Text segment:
******************************

Before the pandemic, teen employment had become scarce. “Teens and young adults are still struggling to gain traction in the labor market,” Brookings Institution researchers noted in 2015. “Labor force participation and employment rates continue to trend downward, as do median annual earnings.”

Economists argued over why teens had disappeared from the part-time gigs at fast-food restaurants, supermarkets, and retail stores that were once a mainstay of adolescence and early adulthood. What many of them kept returning to was that the push for higher minimum wages of recent years had priced inexperienced young workers out of the market.

“We find that higher minimum wages are the predominant factor explaining changes in the schooling and workforce behavior of those age 16–17 since 2000,” researchers found in a 2018 paper. “Higher minimum wages have led both to fewer teens in school and employed at the same time, and to more teens in school but not employed, which is potentially consistent with a greater focus on schooling.”

Worse, perhaps by delaying their entry into the job market, higher minimum wages seemed to hit young workers in the wallet years down the line.

“We find no evidence that higher minimum wages have led to greater human capital investment,” the authors of the paper added. “If anything, the evidence points to adverse effects on longer-run earnings for those exposed to these higher minimum wages as teenagers.”

So, the pandemic-era disappearance of many adults from the job market was a welcome opportunity for many teens who, in contrast to their elders, want to work. Teens are getting jobs in numbers not seen since the heyday of malt shops and drive-ins. “The last time the unemployment rate for teenagers was lower than 9.6 percent was in November 1953, when it was 8.6 percent,” the Bureau of Labor Statistics reported in August. Since summer, teen unemployment rose a bit as school resumed and (some) adults returned to job-seeking. But opportunities still abound as openings go unfilled.

“Many businesses are tapping teenagers because they can’t find adults,” USA Today reported last week. “Job openings reached a record 10.4 million in September.”

Notably, teens are getting paid rather well as employers offer more but still have trouble enticing adults. That Texas smoothie entrepreneur pays $15 an hour in a state where that’s more than double the statutory minimum. “More than two-thirds of his workers are high schoolers, putting in 10 to 20 hours a week,” according to Marketplace. As he mops the floor and returns carts to a store where many unfilled jobs are listed on a sign by the front door, my son started at Arizona’s minimum wage of $12.15 hour. Adjusted for inflation, that’s over 20 percent more than I earned at my high-school job. Young workers are bringing home relatively generous paychecks because employers have to offer higher pay to attract workers and it’s the kids who are willing to step up.

******************************

Excerpted records:
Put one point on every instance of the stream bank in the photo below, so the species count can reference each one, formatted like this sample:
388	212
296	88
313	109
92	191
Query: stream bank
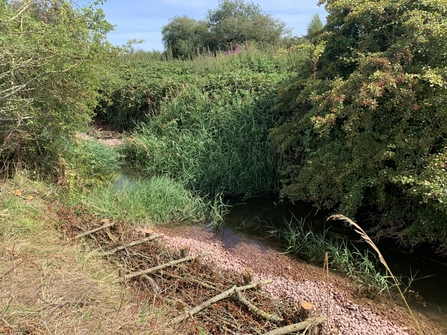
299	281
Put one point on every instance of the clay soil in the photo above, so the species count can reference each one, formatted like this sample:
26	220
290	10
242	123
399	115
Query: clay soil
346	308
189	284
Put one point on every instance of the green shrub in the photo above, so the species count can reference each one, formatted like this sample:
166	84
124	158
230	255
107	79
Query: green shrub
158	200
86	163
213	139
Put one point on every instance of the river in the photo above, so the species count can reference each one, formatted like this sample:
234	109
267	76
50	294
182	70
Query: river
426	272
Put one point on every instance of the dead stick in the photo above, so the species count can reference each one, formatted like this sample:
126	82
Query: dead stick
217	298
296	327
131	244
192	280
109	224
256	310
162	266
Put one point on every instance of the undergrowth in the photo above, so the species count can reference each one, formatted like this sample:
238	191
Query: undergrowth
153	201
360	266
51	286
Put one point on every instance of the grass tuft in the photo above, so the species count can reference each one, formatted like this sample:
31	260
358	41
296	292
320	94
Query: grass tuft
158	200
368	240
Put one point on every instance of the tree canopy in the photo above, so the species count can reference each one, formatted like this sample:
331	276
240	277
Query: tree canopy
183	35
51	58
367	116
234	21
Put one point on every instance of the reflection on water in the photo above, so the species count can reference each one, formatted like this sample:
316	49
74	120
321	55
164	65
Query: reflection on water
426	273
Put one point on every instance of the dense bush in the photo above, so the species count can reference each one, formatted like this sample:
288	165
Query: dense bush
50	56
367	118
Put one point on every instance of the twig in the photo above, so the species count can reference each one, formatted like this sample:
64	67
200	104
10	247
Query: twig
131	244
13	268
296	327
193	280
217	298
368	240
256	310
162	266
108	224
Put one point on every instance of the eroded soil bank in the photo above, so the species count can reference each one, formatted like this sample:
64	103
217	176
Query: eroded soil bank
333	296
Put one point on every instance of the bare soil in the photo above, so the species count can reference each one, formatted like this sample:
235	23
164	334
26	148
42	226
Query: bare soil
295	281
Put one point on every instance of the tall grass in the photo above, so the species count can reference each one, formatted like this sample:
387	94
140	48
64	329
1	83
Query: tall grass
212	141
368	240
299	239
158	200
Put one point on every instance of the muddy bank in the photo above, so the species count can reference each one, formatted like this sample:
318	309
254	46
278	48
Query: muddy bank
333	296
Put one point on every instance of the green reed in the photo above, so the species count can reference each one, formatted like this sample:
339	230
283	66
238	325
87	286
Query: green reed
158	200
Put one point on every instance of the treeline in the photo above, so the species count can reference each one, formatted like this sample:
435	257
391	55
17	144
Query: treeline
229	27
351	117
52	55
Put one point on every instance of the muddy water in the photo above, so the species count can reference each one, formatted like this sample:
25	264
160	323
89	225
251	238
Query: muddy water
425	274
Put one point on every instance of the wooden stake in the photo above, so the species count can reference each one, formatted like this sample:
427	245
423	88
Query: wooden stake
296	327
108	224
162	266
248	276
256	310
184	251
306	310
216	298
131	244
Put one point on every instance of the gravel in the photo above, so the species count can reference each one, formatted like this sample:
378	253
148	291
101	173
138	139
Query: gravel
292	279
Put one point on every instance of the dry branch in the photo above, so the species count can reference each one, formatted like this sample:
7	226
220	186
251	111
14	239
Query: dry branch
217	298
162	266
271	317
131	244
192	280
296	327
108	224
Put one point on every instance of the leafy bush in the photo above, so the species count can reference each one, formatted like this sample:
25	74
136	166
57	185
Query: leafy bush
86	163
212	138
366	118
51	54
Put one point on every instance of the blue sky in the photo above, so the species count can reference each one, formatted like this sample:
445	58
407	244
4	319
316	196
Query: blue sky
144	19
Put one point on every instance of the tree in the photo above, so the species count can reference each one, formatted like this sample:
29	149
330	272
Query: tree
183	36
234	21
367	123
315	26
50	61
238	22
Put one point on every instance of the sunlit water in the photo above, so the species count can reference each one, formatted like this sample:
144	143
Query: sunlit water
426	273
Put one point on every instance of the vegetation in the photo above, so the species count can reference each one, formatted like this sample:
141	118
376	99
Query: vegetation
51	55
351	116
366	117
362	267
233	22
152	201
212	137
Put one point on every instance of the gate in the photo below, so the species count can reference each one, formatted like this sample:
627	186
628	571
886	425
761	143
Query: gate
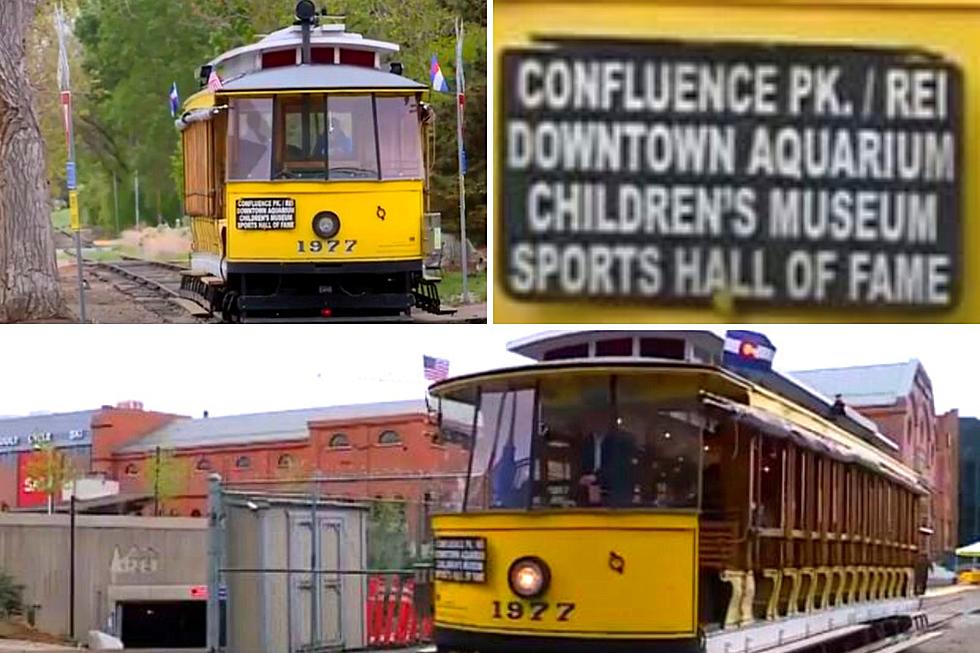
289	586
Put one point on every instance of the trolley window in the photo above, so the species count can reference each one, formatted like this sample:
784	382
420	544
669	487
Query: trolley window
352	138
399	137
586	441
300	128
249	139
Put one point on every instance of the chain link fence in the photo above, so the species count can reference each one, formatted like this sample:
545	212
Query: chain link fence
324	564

******************************

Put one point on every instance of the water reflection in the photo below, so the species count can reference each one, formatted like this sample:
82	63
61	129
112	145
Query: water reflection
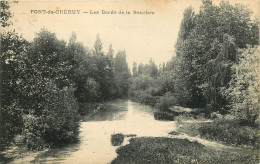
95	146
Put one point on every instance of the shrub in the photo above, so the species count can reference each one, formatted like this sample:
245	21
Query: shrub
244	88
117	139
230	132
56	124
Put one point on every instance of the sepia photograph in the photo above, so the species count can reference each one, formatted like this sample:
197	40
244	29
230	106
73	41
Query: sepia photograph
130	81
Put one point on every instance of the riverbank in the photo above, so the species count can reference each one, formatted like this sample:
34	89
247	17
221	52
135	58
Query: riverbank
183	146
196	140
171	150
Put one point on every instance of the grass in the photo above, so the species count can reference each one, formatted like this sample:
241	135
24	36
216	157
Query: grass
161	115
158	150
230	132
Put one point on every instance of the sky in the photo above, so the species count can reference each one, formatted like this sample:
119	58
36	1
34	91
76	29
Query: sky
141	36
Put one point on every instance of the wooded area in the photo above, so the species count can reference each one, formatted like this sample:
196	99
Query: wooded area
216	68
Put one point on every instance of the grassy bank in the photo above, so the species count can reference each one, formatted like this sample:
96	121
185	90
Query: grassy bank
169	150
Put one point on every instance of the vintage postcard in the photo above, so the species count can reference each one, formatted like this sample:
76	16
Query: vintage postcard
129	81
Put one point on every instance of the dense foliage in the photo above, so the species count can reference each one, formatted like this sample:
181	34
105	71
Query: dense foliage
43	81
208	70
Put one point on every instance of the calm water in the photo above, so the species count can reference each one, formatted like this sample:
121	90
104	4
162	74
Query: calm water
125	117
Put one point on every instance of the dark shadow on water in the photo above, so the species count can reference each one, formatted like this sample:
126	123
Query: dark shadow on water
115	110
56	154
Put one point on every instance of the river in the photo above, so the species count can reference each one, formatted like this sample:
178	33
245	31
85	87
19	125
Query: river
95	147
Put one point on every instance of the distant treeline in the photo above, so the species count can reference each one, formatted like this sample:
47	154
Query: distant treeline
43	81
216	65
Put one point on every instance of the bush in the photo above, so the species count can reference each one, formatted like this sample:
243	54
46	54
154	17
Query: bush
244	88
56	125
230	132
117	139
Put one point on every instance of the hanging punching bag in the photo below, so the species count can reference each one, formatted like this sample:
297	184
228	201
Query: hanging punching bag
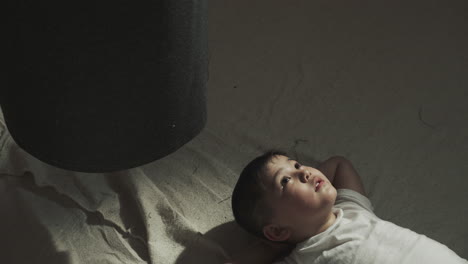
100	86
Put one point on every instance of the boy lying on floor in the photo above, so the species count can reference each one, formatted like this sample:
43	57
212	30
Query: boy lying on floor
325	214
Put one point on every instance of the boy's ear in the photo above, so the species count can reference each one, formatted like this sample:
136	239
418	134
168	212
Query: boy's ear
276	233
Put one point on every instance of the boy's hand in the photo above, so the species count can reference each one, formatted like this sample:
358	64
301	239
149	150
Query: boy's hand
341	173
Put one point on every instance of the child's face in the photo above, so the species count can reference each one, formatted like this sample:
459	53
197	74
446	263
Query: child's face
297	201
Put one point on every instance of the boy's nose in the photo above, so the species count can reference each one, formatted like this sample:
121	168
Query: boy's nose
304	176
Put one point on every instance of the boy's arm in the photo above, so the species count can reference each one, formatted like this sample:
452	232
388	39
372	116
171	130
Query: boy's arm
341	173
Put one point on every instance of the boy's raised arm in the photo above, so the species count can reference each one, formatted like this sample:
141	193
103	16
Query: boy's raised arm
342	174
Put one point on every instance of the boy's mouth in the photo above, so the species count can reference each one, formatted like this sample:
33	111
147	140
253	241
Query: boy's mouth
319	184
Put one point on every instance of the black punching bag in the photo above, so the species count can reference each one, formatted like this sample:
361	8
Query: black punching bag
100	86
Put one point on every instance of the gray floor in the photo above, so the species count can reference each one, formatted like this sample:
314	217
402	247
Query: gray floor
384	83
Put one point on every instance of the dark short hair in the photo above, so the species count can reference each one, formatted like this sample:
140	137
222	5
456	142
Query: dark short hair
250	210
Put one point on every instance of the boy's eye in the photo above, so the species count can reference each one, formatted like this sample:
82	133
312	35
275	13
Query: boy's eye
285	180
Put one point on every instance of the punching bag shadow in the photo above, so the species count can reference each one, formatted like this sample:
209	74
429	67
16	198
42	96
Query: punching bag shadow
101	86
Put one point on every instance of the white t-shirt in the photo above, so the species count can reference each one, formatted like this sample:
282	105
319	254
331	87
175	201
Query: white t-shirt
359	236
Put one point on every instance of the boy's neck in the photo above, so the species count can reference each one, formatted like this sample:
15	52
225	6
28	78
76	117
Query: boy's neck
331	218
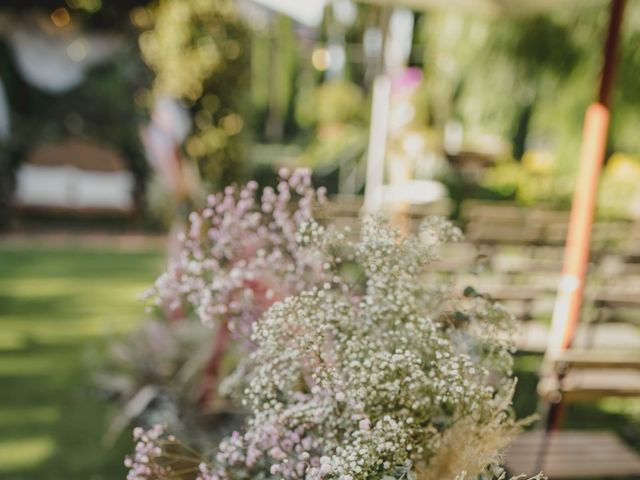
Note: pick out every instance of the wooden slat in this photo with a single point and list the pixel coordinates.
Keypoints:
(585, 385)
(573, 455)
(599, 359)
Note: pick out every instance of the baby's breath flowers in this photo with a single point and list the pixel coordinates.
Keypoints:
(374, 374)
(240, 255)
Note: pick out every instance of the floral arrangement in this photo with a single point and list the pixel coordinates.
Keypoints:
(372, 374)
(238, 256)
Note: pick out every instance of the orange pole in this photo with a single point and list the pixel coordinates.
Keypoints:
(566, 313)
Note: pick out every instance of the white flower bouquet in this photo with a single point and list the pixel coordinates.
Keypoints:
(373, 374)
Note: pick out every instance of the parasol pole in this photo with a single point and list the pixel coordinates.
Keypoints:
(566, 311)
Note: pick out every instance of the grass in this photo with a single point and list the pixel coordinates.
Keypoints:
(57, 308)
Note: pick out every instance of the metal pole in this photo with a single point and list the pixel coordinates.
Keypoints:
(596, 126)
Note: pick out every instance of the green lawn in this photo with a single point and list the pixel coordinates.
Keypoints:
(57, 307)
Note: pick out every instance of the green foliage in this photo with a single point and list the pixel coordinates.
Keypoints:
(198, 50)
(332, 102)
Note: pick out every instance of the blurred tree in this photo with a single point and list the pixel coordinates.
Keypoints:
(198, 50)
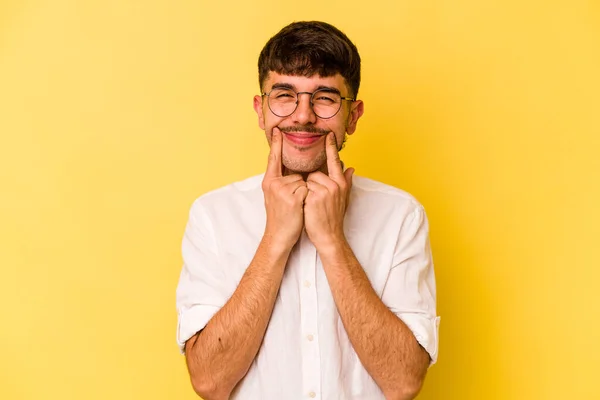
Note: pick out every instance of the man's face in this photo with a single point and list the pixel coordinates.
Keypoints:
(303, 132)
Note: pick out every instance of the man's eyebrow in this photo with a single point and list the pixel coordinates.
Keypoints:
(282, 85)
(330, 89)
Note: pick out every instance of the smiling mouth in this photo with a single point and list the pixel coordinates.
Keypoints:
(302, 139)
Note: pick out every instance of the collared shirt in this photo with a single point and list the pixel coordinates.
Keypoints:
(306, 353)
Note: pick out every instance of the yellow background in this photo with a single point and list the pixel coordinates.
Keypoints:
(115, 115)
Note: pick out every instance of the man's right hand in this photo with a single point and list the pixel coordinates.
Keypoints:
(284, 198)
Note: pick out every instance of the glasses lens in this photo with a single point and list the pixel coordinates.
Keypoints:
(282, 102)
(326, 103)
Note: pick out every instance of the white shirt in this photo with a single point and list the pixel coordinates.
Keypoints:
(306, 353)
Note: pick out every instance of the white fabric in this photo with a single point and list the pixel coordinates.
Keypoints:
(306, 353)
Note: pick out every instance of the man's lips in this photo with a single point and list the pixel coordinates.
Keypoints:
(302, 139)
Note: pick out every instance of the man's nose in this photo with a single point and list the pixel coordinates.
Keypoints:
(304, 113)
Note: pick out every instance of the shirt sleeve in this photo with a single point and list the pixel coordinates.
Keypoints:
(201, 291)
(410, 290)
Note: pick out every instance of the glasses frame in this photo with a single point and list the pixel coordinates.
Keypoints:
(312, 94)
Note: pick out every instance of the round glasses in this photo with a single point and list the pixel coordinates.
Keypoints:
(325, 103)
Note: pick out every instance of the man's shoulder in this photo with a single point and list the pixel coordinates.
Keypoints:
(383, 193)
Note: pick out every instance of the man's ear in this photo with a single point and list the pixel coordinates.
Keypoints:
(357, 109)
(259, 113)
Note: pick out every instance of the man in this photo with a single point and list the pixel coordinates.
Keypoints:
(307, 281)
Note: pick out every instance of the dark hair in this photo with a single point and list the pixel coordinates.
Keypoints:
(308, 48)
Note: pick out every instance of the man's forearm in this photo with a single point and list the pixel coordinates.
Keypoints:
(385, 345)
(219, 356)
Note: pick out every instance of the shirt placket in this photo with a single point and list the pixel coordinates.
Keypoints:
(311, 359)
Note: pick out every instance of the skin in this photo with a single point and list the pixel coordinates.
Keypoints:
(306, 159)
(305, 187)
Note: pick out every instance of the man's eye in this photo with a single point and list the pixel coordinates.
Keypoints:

******************************

Exercises to complete:
- 1) Update the part of the teen employment text that opens with the words containing "So, the pandemic-era" and closes with "openings go unfilled.", swapping "heyday" for "golden age".
- 2) Put this sentence from the teen employment text into Spanish: "Teens are getting jobs in numbers not seen since the heyday of malt shops and drive-ins."

Written responses:
- 1)
So, the pandemic-era disappearance of many adults from the job market was a welcome opportunity for many teens who, in contrast to their elders, want to work. Teens are getting jobs in numbers not seen since the golden age of malt shops and drive-ins. “The last time the unemployment rate for teenagers was lower than 9.6 percent was in November 1953, when it was 8.6 percent,” the Bureau of Labor Statistics reported in August. Since summer, teen unemployment rose a bit as school resumed and (some) adults returned to job-seeking. But opportunities still abound as openings go unfilled.

- 2) Los adolescentes están consiguiendo empleos en cifras que no se veían desde el apogeo de las fuentes de soda y los autocines.